GIVEN TEXT ::
++++

Shinsei was a Buddhist priest, parentage and birthdates unknown, who was (per the headnote of #556) active during the time of Ono no Komachi (see #113) and Abe no Kiyoyuki (see #456) in the mid-9th century. He has two poems in the Kokinshu. ¶ Bracken can be associated with any season, but is most commonly a spring topic for its edible fiddleheads. Its name, warabi, sounds like wara, "straw," + bi, "fire," and moyu can mean both "sprout" and "burn." I read the latter as a pivot-word (with both senses here rendered as "break out") though the statement makes only marginally more sense for doing so. Frankly, I don't see how this counts as "hiding" the topic word. Compare #249, which also plays with etymology but does it using kanji and less naivete.



454.  Ki Wet-Nurse

Bamboo grass, pine, loquat, banana leaf (sasa, matsu, biwa, bashôba)

isasame ni
toki matsu ma ni zo
hi wa henuru
kokorobase o-ba
hito ni mietsutsu
    While I, negligently,
waited for his time to come,
    the day has ended
-- even though that person knows
the true state of my feelings.


The parentage, personal name, and dates of this daughter of the Ki family are unknown, but she was wet-nurse to Emperor Yôzei (b. 869) so she was born probably around 850, and she received promotions in rank in 877 and 882 at the start and end of his reign, after which she disappears from the records. She has two poems in the Kokinshu. ¶ Textual issue: my base text has the non-word isazame in the first line, which is universally emended to isasame ("careless"/"without attention"). The plants arc wraps up with a couple show-off poems using multiple hidden topics, listed in the order used. Seasonality is all over the place with these and probably not worth detailing anyway, though some commentaries note these four may be linked by all having been used medicinally. "Of my feelings" is interpretive, as are "for his" and "to come."



455.  [Fujiwara no] Hyôe

Pear, jujube, walnut (nashi, natsume, kurumi)

ajikinashi
nageki na tsume so
uki koto ni
aikuru mi o-ba
sutenu mono kara
    This is tiresome.
Cease all your lamentations.
    It's not as if what's
been sacrificed is your lives
to come in this wretched affair.

++++

TRY IT ::
Rewrite the part of the passage on Kokinshu poems that begins at the words "455.  [Fujiwara no]" and stops after "This is tiresome.", changing "jujube" to "date". The rows have no connection to the passage on Kokinshu poems.

(Saved entries)
++++

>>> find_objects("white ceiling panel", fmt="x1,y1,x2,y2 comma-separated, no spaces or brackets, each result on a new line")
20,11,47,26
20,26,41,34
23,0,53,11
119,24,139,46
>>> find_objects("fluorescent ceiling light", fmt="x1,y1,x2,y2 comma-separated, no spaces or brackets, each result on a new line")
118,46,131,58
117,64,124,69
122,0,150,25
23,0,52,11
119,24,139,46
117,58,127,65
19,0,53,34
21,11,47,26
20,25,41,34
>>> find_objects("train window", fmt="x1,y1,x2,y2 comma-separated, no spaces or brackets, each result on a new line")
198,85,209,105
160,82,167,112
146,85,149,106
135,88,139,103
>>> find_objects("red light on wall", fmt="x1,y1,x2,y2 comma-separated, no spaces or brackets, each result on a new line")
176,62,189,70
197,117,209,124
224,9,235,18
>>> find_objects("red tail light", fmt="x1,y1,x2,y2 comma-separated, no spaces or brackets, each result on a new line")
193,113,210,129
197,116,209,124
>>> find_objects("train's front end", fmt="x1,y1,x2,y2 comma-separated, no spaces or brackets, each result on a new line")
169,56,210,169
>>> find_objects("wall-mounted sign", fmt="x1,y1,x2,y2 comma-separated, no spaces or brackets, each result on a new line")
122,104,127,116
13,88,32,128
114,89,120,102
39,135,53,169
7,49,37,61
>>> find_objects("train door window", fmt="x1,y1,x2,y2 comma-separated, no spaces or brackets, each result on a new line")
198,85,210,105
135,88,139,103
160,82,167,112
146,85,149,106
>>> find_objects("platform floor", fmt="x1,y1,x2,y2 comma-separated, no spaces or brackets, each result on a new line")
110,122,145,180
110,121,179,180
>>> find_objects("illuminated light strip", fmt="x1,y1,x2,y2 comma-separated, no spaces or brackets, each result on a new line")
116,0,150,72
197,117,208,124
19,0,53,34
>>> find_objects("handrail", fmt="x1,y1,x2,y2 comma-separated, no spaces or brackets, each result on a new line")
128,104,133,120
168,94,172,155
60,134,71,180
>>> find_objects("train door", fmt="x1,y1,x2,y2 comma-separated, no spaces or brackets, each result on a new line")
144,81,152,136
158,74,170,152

++++

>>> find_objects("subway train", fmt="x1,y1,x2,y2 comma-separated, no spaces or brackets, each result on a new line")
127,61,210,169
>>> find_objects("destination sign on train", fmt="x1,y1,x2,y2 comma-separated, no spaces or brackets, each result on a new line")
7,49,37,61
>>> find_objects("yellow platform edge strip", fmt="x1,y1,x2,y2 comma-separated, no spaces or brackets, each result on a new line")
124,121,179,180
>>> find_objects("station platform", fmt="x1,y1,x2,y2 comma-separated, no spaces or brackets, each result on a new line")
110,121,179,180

++++

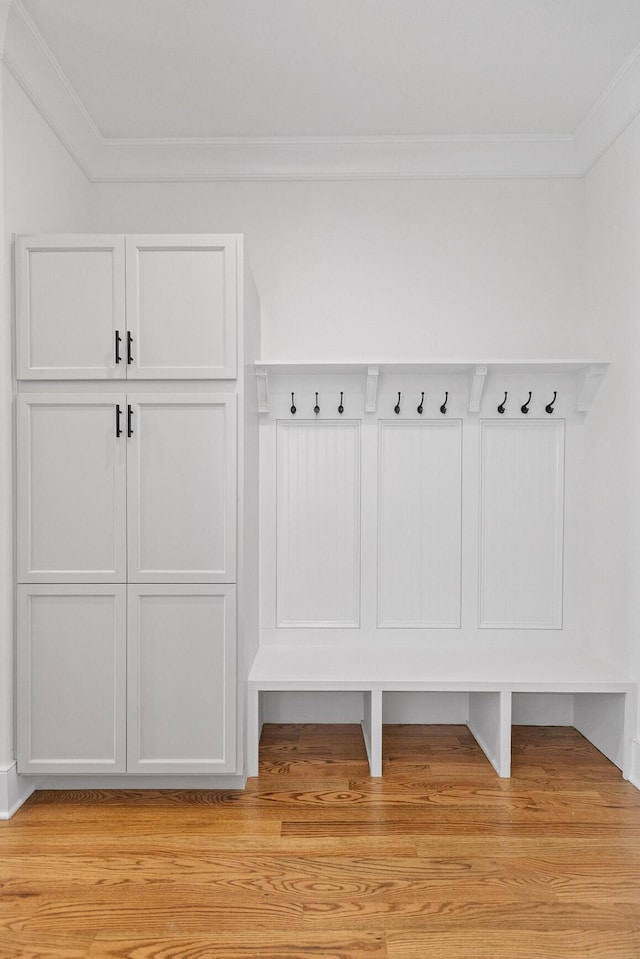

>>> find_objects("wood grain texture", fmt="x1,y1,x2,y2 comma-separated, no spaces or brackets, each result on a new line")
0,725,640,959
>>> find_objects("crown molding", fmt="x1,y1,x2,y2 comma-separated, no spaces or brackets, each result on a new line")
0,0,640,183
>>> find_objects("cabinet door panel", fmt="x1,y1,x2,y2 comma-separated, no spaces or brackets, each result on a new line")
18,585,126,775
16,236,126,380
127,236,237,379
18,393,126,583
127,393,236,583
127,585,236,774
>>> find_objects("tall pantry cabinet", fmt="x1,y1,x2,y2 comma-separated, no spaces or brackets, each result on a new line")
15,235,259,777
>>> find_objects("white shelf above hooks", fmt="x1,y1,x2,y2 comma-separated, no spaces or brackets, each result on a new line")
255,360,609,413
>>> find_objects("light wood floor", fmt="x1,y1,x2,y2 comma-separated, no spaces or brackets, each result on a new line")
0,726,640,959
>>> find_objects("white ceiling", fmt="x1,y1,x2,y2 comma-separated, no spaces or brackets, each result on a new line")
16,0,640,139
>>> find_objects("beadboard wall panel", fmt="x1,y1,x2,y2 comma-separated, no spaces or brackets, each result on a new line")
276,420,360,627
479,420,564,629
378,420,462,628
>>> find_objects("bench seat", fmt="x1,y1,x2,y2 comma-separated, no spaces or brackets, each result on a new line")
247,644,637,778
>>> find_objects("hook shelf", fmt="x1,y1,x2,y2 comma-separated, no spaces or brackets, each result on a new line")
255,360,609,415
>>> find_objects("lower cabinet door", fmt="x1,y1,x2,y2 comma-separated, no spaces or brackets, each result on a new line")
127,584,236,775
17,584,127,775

++++

TASK ANSWER ::
455.  [Fujiwara no] Hyôe

Pear, date, walnut (nashi, natsume, kurumi)

ajikinashi
nageki na tsume so
uki koto ni
aikuru mi o-ba
sutenu mono kara
    This is tiresome.